> [Stated problem]: Which lines in the records below contain the word "picture"? List each such line in full, and count a match only when the case matches.

> [Exercise materials]:

..............................

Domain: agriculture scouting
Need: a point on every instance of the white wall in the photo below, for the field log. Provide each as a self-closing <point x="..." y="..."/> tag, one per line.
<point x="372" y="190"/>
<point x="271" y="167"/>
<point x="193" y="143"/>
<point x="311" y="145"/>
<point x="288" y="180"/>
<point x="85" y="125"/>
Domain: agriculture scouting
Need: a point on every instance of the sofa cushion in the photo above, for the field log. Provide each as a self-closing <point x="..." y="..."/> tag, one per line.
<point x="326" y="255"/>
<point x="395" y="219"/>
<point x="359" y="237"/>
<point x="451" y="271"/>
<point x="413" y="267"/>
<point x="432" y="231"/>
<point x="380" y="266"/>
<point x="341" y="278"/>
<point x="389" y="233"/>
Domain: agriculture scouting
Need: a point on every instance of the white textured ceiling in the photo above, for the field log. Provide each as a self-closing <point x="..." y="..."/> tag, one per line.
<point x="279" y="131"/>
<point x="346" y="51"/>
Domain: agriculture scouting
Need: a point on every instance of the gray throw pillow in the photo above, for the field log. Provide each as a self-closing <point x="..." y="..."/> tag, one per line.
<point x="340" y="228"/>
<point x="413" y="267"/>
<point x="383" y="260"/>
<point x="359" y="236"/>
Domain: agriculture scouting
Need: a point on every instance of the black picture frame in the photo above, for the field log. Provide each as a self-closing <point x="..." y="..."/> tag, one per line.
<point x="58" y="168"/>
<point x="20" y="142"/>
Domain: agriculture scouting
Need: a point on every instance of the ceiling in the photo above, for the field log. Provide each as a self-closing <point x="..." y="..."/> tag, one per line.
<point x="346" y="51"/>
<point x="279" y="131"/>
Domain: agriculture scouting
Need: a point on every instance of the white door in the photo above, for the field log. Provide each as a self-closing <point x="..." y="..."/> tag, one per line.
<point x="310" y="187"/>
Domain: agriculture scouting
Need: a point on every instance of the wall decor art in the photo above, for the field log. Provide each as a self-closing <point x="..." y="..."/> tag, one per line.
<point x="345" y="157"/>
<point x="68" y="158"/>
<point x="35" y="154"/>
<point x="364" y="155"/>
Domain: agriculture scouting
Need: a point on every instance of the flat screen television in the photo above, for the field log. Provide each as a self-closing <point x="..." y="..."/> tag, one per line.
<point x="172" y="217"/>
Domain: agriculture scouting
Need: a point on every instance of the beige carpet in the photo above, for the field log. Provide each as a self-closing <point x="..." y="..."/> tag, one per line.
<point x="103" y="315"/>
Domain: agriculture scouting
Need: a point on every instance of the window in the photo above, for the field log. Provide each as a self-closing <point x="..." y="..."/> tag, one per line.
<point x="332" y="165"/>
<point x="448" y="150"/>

..............................

> [Exercise response]:
Need: a point on every instance of the black picture frame in the photo above, for the field log. Provide each as a self-closing <point x="..." y="..."/> tag, one per line.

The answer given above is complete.